[Start of Document]

Bates: So the electronic transducers were just beginning to come onto the market. Which we eventually replaced all of that with.

Franklin: And what is that, just something that electronically measures the pressure?

Bates: Yeah. They use piezoelectrics, for example, is one way of making a pressure sensor. I got to live through all of that, where we went from manually recording manometers on a panel into our log book to tying it into an Apple computer-based data acquisition system and doing it all electronically. You got to remember, when I went to work out there in 1974, there were no desktop computers. My slide rule got a workout the first couple years. [LAUGHTER] And then eventually the company came through and gave us all HP calculators. Which were just beginning to come on to the market.

Franklin: How did that change your work? Just that one tool, that one tool change.

Bates: Oh, drastically. As an old school engineer, the thing I noticed, comparing it to the young engineers coming on board, when you work with a slide rule, you have to keep, basically, order-of-magnitude answers in your head. I mean, the decimal point doesn’t show on a slide rule. So you got real good at anticipating what a reasonable answer is to an engineering problem. The young engineers that were coming in that were all digital or computer, they’d come in and show me the answer. It was off by four orders of magnitude. I said, that can’t be. There’s no heat transfer coefficient that high. You know? You got to keep in your mind what a reasonable answer is. I’m afraid that that tendency still exists today in our computer-based engineering world.

Franklin: So you’re saying, then, that kind of precision of the calculator took away some of that educated-guess work.

Bates: It took away that, like I said, the engineering judgment. You start believing all the numbers the computer spits out with no basis to reject them as reasonable or unreasonable. Some of the older engineers I worked with, like Dale Fitzsimmons and Frank [unknown] and that, these guys were working out there working about the time I was born. They had the ability to do on the back of an envelope, so to speak, very good calculations. Things that we wouldn’t even attempt to do today. Obviously they were approximations but they gave us design parameters so we could go out and buy pumps and things to do the job. We just didn’t have all that software. In fact, the very first computer that was used out here was an analog computer that used manual jumpers on an array of resisters.

Franklin: Wow.

Bates: It was very crude. But because there’s an electrical analog for heat transfer, you could mock up a heat transfer experiment electronically and get some basic answers. Which we always had to confirm experimentally.

[End of Document]

→ Written instruction 1
According to the interview, in what year did Bates go to work out there?
→ Written instruction 2
Copy the entries from the line containing "of the gathered" through the end of the entries, leaving out any pictures.

[Start of Data for this task]

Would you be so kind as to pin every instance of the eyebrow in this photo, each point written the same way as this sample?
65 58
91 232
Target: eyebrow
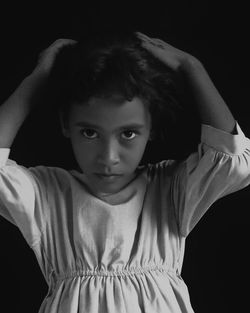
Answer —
128 126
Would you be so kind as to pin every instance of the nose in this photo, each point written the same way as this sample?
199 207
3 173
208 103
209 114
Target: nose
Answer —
109 154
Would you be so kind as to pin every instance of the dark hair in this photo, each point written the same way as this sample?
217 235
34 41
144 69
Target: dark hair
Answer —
105 63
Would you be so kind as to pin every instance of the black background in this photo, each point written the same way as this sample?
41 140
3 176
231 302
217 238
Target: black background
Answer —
216 259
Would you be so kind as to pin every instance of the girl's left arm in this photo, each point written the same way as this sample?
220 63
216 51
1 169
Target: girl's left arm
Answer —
210 105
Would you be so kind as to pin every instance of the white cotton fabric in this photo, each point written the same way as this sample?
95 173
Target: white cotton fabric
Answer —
122 253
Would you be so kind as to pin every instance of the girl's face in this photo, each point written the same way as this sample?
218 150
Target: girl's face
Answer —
108 138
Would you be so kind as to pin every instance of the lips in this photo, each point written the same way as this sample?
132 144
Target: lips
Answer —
108 177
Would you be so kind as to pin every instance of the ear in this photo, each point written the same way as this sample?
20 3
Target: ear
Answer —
64 126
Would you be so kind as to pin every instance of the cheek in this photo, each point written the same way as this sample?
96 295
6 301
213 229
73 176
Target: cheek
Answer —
84 153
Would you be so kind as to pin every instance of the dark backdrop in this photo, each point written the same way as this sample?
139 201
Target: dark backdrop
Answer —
216 260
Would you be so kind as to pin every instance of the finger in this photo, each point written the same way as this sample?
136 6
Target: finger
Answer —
61 43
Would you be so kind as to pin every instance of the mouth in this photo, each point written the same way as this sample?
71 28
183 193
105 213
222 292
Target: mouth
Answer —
108 177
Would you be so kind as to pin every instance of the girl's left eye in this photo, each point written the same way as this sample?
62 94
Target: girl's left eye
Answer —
128 135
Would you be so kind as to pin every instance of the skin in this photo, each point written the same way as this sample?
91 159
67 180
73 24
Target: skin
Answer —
105 139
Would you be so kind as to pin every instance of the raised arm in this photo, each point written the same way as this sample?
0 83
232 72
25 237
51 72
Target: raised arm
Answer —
16 108
211 107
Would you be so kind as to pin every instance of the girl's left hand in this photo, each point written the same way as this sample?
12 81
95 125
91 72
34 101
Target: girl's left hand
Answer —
169 55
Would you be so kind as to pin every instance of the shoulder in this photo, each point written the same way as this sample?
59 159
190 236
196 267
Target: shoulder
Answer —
164 168
52 176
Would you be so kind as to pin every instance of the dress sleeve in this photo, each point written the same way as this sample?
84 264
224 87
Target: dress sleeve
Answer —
220 166
22 197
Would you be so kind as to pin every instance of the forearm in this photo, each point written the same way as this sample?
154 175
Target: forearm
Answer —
16 108
210 105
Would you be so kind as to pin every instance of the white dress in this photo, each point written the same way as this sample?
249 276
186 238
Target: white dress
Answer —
122 253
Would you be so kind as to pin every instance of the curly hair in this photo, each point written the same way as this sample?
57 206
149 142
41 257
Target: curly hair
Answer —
107 63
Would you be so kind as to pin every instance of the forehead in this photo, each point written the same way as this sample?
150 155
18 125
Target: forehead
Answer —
110 112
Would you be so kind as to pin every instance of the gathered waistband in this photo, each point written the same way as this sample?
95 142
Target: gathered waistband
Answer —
122 272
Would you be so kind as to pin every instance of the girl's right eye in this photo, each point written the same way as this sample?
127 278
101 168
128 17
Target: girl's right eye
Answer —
88 133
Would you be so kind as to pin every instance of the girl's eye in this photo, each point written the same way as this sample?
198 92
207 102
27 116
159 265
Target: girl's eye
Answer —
128 135
89 133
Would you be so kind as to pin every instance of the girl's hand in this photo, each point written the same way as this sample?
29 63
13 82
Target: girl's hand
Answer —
169 55
47 57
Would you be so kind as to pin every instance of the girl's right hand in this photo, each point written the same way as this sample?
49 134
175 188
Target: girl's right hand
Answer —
47 57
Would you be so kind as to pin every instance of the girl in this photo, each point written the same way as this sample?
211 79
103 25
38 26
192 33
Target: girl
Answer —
110 236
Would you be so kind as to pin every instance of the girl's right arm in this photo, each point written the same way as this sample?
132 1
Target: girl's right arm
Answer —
16 108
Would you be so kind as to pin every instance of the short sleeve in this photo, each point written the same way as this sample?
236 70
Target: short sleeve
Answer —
23 199
220 166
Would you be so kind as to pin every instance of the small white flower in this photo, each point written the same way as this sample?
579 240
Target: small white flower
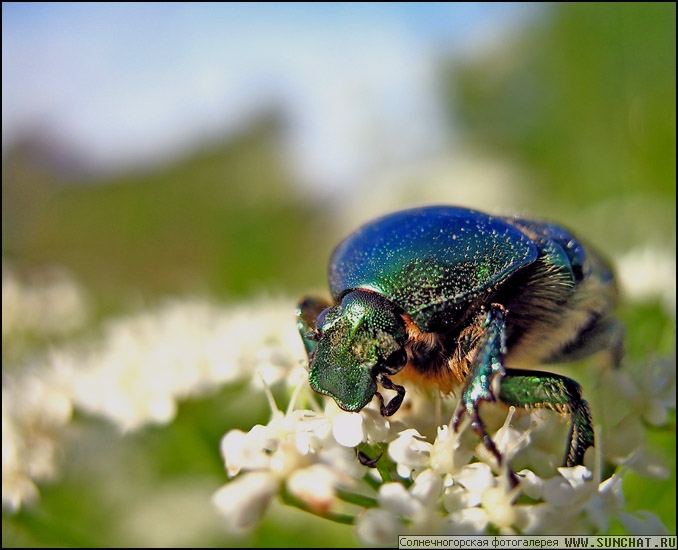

[End of Data for this task]

→ Written solution 1
1974

→ Written solution 2
Would you be so kind as to pin every instance of the gathered waistband in this photo, each point written the same way as this sample?
95 142
Target: gathered waistband
Answer —
122 272
Would you be so kind as to pin every instance of the girl's right eye in this photo, each point written the same way as this sample?
127 278
101 168
128 17
Target: girl's right eye
Answer —
88 133
Would you be so kind as to pin every instance of the girl's eye in this photo, each point written the same way as this sample?
198 92
207 102
27 116
159 265
Target: girl's eye
Answer —
128 135
89 133
Would you be so kind as to pin every instance of the girl's hand in this photo, each point written the same way as this sample?
29 63
13 82
Target: girl's hand
Answer —
169 55
47 57
Would you be so kind as to pin every instance of the girl's right hand in this photo, each point written the same way as this sample?
49 134
175 188
Target: girl's right hand
Answer —
47 57
Would you be so kind as to pin every instance of the girl in this photo, each point written the same way as this sample?
211 79
103 25
38 26
192 33
Target: girl
Answer —
110 236
Would you be so kind as to pin every instance of the girl's right arm in this photo, each point written the same way as this sample?
132 1
Target: girl's right arm
Answer —
16 108
Would you be so kind as to pin every instance of the short sleeve in this photo, each point written the same way as this sample?
236 70
Target: short sleeve
Answer —
23 199
220 166
Would you be so kind as to pin every instance of the small white flower in this photo, each point written the same way as this sample?
579 240
Target: small white flower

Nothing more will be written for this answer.